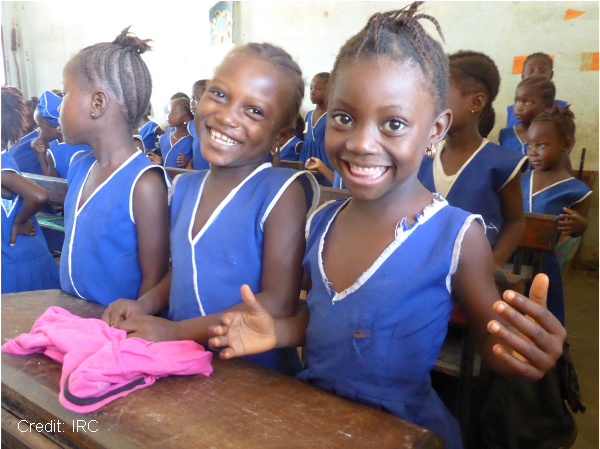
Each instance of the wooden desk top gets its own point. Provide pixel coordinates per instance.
(239, 405)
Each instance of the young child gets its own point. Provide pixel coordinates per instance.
(178, 141)
(150, 130)
(386, 263)
(533, 96)
(26, 261)
(197, 162)
(242, 220)
(313, 149)
(536, 64)
(469, 171)
(550, 188)
(116, 210)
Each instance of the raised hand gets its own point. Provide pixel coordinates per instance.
(244, 333)
(539, 341)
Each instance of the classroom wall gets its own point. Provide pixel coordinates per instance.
(50, 33)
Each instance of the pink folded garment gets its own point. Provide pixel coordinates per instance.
(99, 363)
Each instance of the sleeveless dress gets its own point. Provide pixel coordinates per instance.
(28, 265)
(314, 142)
(377, 341)
(199, 162)
(551, 200)
(100, 259)
(171, 153)
(478, 182)
(208, 269)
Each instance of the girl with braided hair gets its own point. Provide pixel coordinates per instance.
(116, 209)
(386, 263)
(26, 261)
(471, 172)
(243, 220)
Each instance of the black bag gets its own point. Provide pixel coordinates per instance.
(520, 414)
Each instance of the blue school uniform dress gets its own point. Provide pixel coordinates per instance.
(511, 120)
(100, 259)
(63, 154)
(508, 138)
(551, 200)
(476, 185)
(314, 142)
(28, 265)
(171, 153)
(148, 133)
(199, 163)
(377, 341)
(208, 269)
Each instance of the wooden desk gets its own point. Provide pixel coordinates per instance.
(239, 406)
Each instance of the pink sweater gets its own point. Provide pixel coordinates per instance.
(99, 363)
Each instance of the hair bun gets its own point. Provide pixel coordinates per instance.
(130, 40)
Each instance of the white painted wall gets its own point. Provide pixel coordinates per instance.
(50, 33)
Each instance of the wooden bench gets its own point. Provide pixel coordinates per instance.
(239, 405)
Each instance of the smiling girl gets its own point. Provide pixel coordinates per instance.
(240, 222)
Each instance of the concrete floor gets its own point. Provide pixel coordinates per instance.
(581, 303)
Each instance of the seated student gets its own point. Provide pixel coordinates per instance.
(177, 141)
(149, 131)
(54, 156)
(313, 148)
(551, 189)
(533, 96)
(242, 220)
(116, 209)
(471, 172)
(536, 64)
(388, 264)
(26, 261)
(197, 162)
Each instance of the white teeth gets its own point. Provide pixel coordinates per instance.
(367, 172)
(221, 138)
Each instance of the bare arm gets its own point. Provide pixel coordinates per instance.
(510, 236)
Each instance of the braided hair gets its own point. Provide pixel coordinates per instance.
(398, 34)
(282, 60)
(543, 85)
(119, 66)
(562, 119)
(13, 115)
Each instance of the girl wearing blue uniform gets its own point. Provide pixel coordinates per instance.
(532, 97)
(313, 148)
(469, 171)
(178, 142)
(241, 221)
(26, 261)
(386, 264)
(550, 189)
(116, 210)
(536, 64)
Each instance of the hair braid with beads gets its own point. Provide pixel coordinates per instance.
(398, 34)
(119, 66)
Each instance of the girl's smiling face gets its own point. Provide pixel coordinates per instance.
(379, 123)
(243, 112)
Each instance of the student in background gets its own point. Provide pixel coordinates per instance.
(116, 209)
(471, 172)
(240, 222)
(386, 263)
(532, 97)
(177, 142)
(551, 189)
(26, 261)
(536, 64)
(149, 131)
(313, 148)
(197, 162)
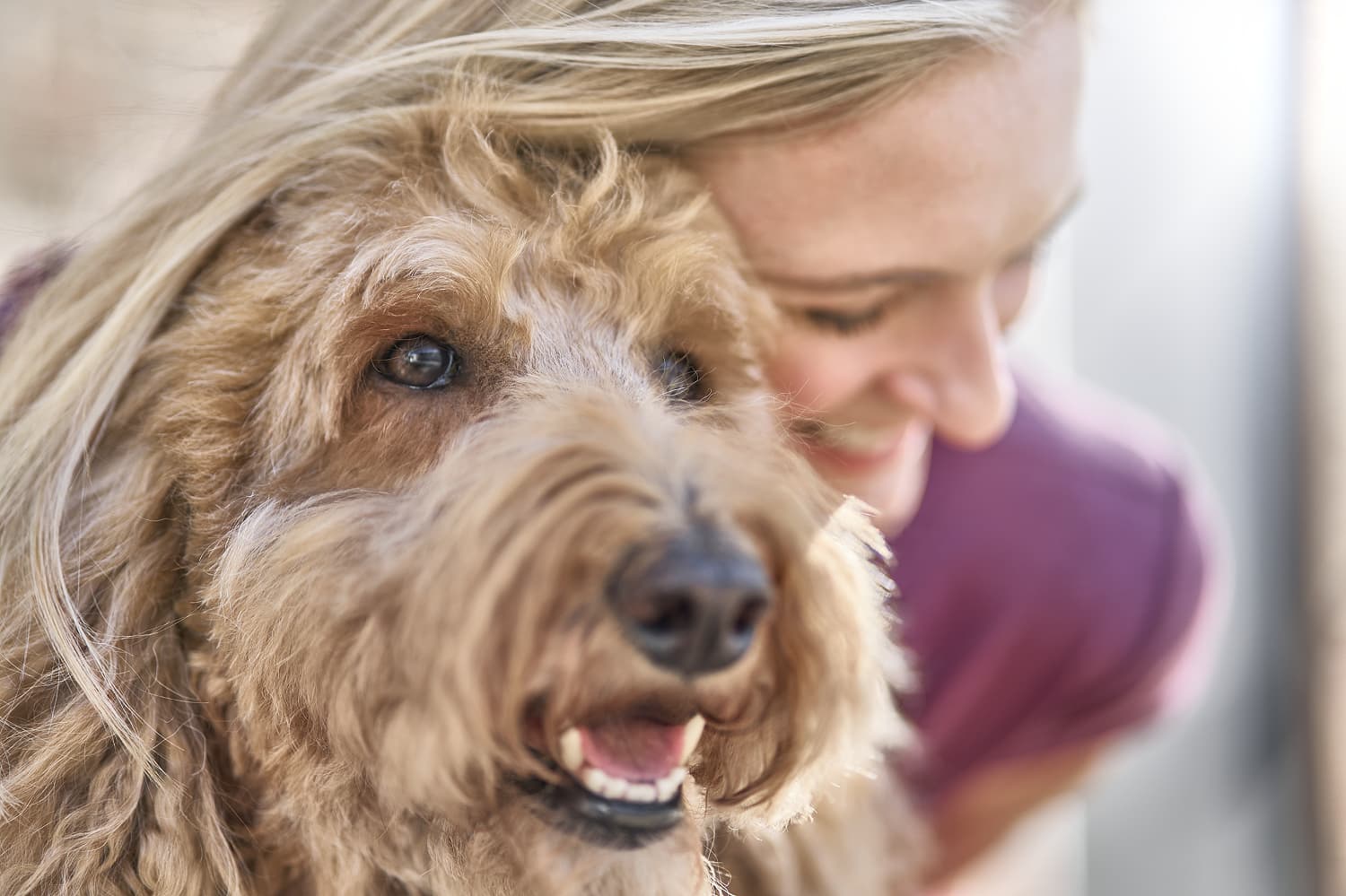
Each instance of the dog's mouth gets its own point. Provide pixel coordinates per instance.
(621, 779)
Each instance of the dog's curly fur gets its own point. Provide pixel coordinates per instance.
(341, 621)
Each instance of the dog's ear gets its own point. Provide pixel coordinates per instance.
(128, 804)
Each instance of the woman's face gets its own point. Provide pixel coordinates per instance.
(901, 247)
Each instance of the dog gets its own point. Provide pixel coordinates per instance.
(443, 540)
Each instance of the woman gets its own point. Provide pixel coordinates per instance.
(890, 171)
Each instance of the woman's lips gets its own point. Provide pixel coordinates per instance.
(861, 452)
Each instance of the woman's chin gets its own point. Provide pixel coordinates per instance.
(894, 495)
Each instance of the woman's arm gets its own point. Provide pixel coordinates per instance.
(987, 807)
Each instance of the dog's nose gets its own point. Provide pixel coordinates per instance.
(694, 605)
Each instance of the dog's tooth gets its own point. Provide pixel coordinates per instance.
(691, 736)
(572, 752)
(641, 793)
(667, 786)
(616, 787)
(595, 780)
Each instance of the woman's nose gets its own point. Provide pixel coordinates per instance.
(955, 368)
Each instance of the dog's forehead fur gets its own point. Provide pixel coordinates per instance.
(581, 266)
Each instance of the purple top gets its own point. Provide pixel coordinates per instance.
(1052, 588)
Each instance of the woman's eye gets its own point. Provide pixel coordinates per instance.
(683, 377)
(419, 362)
(843, 323)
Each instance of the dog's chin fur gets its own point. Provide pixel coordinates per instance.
(350, 621)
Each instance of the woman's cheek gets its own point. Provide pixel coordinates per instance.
(815, 374)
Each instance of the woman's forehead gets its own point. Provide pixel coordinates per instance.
(953, 177)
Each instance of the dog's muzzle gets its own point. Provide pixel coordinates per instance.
(691, 605)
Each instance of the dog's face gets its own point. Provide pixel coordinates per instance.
(493, 545)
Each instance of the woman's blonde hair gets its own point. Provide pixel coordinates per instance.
(323, 74)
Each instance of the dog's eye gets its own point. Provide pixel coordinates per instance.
(419, 362)
(683, 377)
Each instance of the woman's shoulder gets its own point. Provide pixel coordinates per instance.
(1081, 484)
(1054, 586)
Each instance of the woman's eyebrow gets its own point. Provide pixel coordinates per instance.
(907, 276)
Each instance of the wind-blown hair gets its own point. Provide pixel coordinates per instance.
(654, 73)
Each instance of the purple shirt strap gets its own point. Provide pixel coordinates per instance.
(1053, 588)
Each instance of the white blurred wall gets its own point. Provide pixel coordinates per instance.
(1184, 283)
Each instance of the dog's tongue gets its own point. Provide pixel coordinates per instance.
(633, 748)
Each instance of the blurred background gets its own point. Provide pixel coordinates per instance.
(1203, 279)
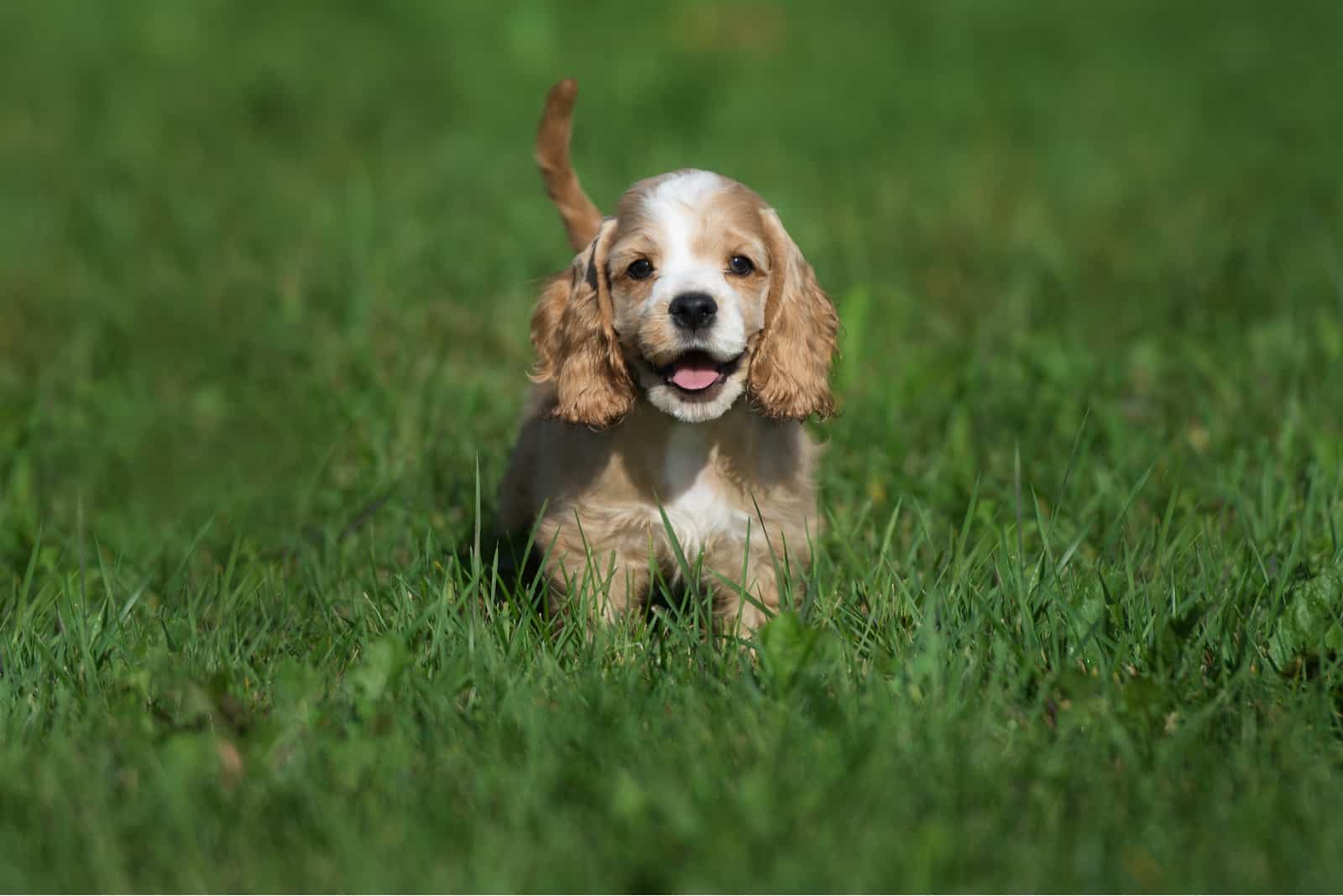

---+---

** THE TASK **
Rewrite the records starting with the line containing "Each instance of the dog's curly" and going on through the line containing "(1052, 588)", both included, keeping the requests unchanged. Multiply every pixel coordinate in the answers by 1.25 and round each result to a whole number, with halves rounded up.

** FINISHED EXERCISE **
Each instance of the dog's curly fur gets its own point. Provide pixel coordinates per instance.
(426, 776)
Each instance of the dog's ear gets its own point. Provide pixel coordinates per instance.
(160, 1005)
Each instance of the woman's face gets its own point. Provide pixel coordinates per instance.
(1126, 309)
Each instance of the dog gets its own point. Provide pixel coordinates per instance.
(554, 675)
Each instance of the woman gets its own point. Provide pixel coordinates per instance.
(1113, 214)
Each instance of the woman's lips gets its own point. Provide pixel coordinates per instance.
(1076, 565)
Each instance of the woman's chin gets its own point. Provide pixel coordinates per instance.
(1118, 619)
Each instance of the woman's arm gets its own point. Provide pixel coordinates per instance.
(1234, 1009)
Each instance of the dog's nose gets its own point. Provide pixel coordinates per instance.
(868, 756)
Each instance of the dog's tooth gets its own point. Provide pixel coordinates per instance.
(864, 920)
(715, 940)
(801, 991)
(834, 983)
(770, 984)
(744, 975)
Each instance of the woman's nose gets its own point. Provide pixel coordinates per instance.
(1194, 460)
Each instance of the dog's forehead fur gets its own point. Provide pixel coordinates per instance.
(726, 333)
Each instance of the purple top gets its own point. Provide pixel coordinates per instance.
(1315, 735)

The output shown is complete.